Referring expression pointing data:

————

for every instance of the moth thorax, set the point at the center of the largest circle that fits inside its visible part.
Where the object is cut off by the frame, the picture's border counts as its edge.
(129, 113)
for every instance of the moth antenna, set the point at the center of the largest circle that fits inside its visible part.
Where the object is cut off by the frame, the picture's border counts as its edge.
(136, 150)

————

Every record must appear in the answer exactly as it appears above.

Written response.
for every instance of the moth thorax, set the point at the center of the largest circle that fits inside its visible part.
Where the object is cut off by the frame, the picture's border counts as its edge.
(129, 113)
for every instance of the moth antenna, set the point at the center of the largest circle that fits inside its visible part.
Where the object is cut off by the frame, the picture's border counts as its edge.
(136, 150)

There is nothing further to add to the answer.